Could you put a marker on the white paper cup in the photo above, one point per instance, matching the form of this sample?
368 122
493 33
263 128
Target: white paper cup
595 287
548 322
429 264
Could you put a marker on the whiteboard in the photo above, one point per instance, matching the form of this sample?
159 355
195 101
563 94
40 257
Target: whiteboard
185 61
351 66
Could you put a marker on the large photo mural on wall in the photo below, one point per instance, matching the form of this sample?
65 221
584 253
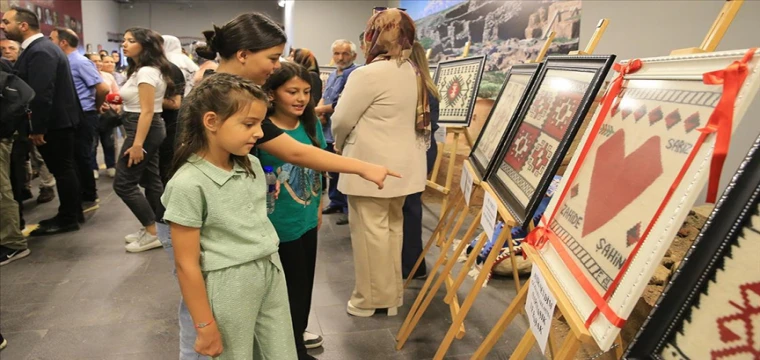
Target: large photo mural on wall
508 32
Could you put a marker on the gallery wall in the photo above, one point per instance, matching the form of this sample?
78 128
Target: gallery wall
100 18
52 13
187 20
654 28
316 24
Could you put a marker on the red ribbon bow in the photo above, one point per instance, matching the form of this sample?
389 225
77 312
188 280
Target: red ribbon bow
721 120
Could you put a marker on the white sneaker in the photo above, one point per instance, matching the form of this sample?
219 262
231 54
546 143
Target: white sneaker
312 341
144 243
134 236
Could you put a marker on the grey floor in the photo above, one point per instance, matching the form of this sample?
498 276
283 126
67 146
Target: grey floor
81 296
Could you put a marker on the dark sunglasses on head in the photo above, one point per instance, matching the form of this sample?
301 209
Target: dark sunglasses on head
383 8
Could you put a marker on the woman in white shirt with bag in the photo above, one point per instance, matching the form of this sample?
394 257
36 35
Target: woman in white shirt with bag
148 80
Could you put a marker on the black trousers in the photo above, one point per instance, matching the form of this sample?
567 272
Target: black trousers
========
**THE PROBLEM:** Format the data above as a JSON list of strings with one string per line, skipping blank lines and omitting the pictures.

**OUTPUT FOR THIS EXERCISE:**
[
  "Could you put a marker on the white paper cup in the photo above, one point per instance, matching the form of this sample?",
  "368 122",
  "493 33",
  "263 128",
  "Target: white paper cup",
  "595 287",
  "548 322",
  "429 264",
  "Could you put a marker on the whiteboard in the photo above, one point per instance, matching the form of this sample?",
  "159 355",
  "195 101",
  "563 94",
  "40 257",
  "Target: whiteboard",
  "185 61",
  "351 66",
  "Could you put a marker on the large photo mural on wall in the photo below, one point per instance, matching the form of this sample?",
  "65 221",
  "584 253",
  "Target: large photo mural on wall",
  "508 32",
  "Could you put a marker on the gallery wall in the photo above, one point per instance, matching the form of this sample?",
  "78 128",
  "Target: gallery wall",
  "100 18",
  "52 13",
  "187 20",
  "654 28",
  "316 24",
  "Could you put a marker on the red ribbon bow in the photo above, one point per instance, matching the form of this sample?",
  "389 225",
  "77 312",
  "188 280",
  "Target: red ribbon bow",
  "721 120",
  "Could you put a marker on the white sneaker in the photo above, one point per instance, matching the form of this sample?",
  "219 262",
  "231 54",
  "546 143",
  "Target: white sneaker",
  "312 341",
  "144 243",
  "134 236",
  "Could you put a marker on the grey floor in the photo above, one point per instance, matching the form of this sample?",
  "498 276",
  "283 126",
  "67 146",
  "Target: grey floor",
  "81 296",
  "Could you put a marker on the dark sunglasses on head in the photo above, one point per instance, matching the form of this sample?",
  "301 209",
  "Target: dark sunglasses on head",
  "383 8",
  "Could you put a marker on the woman in white shirt with bag in the photo above, one point per instance, matching the form of this sample?",
  "394 257",
  "36 35",
  "Target: woman in white shirt with bag",
  "148 80",
  "Could you put a marker on the black trousers in the photo above, one point per instance, matching the form of this sample?",
  "567 272",
  "Target: black trousers"
]